How very interesting. Only a few days ago I was reminiscing about scipy.weave, a horrendous hack and miracle of productivity in Python at the same time. It let users write inline C++, which would get compiled/cached into ephemeral extension modules. For certain jobs, and C++ users, beats numba, cython etc cleanly out of the water. It is sadly deprecated and long time not maintained. Is this a suitable replacement?
AFAICT this does not quite produce true binaries, but rather interprets C++ via Cling, is that right? And the docs only offer that C++-like speeds are achieved for PyPy. If there are any performance benchmarks for CPython3, I can't see find them. Thats the real question - few people combine Python and C++ just for the fun of it.
EDIT some benchmarks are available in this paper, linked from TFA: https://wlav.web.cern.ch/wlav/Cppyy_LavrijsenDutta_PyHPC16.p... But they don't really answer my question. The benchmarks seem to mostly look at the overhead of wrapping C++, rather than comparing to a Python implementation. There is some I/O involved in some of them, which is maybe not so interesting, and some of the benchmarks don't even have a pure CPython implementation. Where they do, speed is very close. But then the paper is from 2018, a lot may have changed.

Supplied entries:
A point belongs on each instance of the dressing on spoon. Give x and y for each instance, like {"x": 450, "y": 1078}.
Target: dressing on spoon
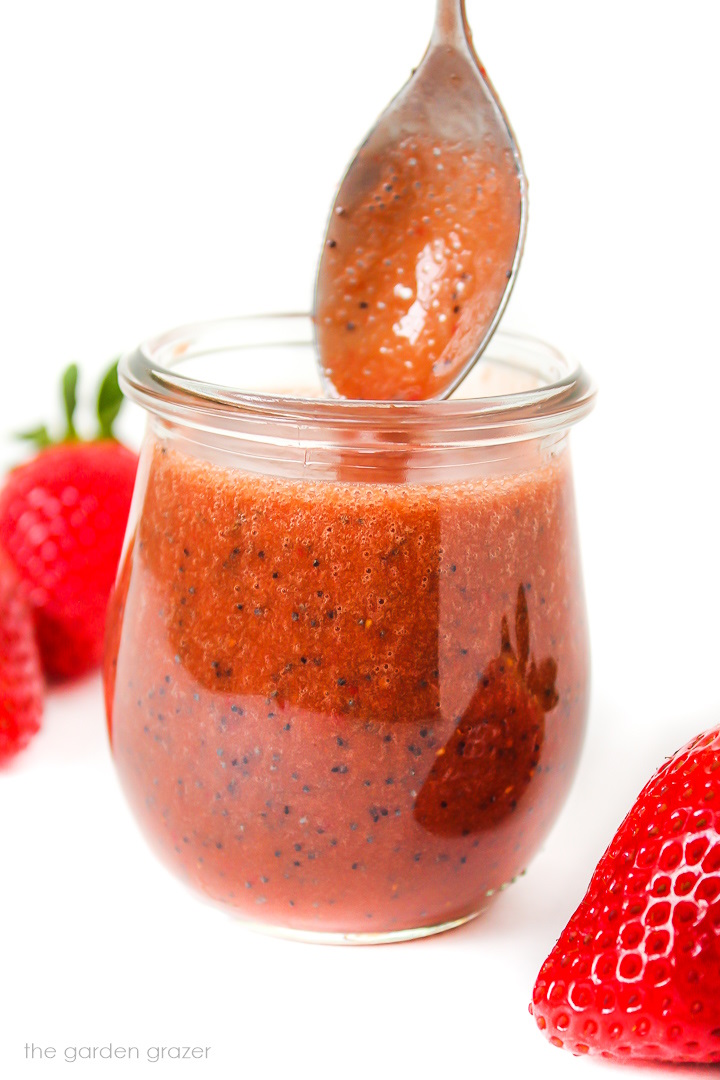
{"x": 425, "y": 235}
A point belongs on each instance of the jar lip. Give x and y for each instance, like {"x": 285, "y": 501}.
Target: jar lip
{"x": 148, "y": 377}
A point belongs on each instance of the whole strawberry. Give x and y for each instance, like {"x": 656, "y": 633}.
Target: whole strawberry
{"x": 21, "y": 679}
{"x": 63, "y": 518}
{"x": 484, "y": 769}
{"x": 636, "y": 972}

---

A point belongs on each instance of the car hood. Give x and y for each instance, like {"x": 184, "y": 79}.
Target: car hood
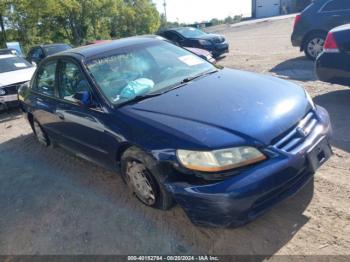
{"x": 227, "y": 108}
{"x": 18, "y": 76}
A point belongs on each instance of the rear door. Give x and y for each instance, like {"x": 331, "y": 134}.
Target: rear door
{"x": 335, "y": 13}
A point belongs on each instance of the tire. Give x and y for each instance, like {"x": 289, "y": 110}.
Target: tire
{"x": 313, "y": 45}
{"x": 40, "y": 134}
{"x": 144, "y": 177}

Instructions:
1. According to the comment about scipy.weave, what does the commenter believe the tool interprets C++ through?
2. Why does the commenter say the benchmarks in the linked paper don't answer their question? Use the comment about scipy.weave.

Full solutions:
1. Cling.

2. The benchmarks mostly measure the overhead of wrapping C++ rather than comparing against a Python implementation, and some of them don't include a pure CPython implementation at all. The commenter also notes that the paper is from 2018, so a lot may have changed since.